→ Saved data entries
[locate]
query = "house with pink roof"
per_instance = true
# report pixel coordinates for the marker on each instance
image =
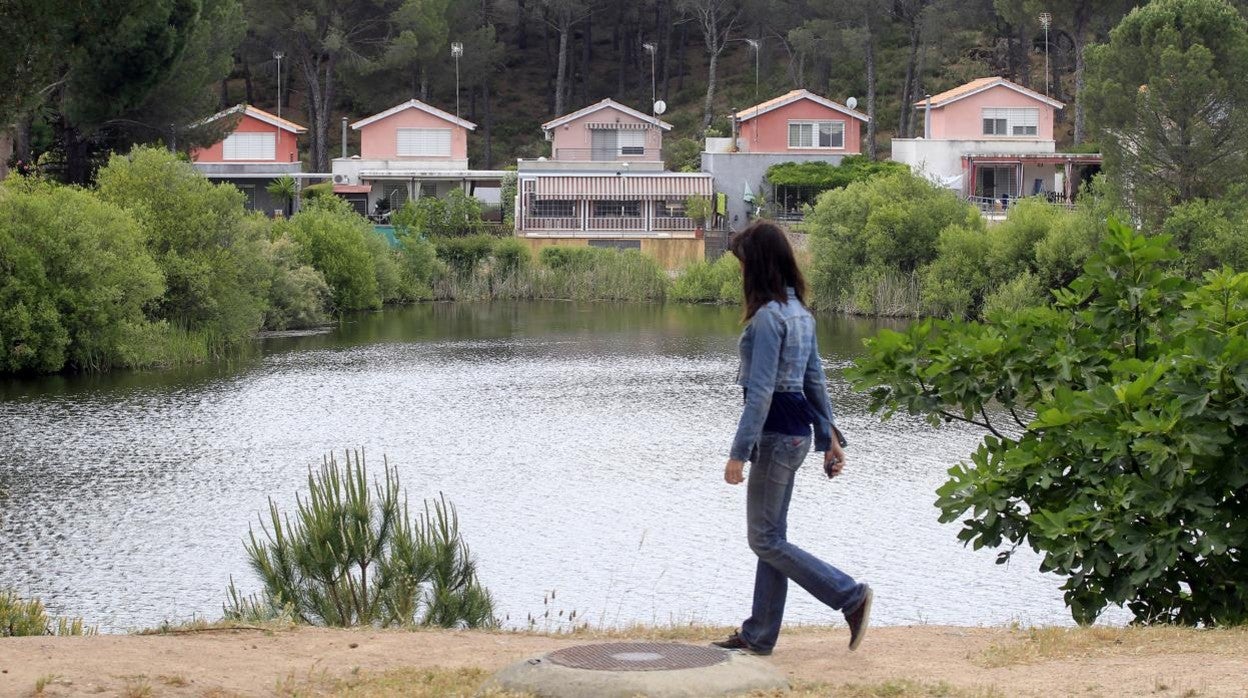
(992, 141)
(604, 185)
(798, 126)
(408, 151)
(258, 149)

→ What you have to do
Rewrite every line of the material above, requests included, shifting each pixel coordinate in the answers by 100 on both axes. Leave the picture out.

→ Solved problem
[locate]
query = "house with pink roof"
per_instance = true
# report pixel coordinates for the marker on each instance
image =
(1092, 241)
(704, 285)
(898, 226)
(508, 251)
(358, 249)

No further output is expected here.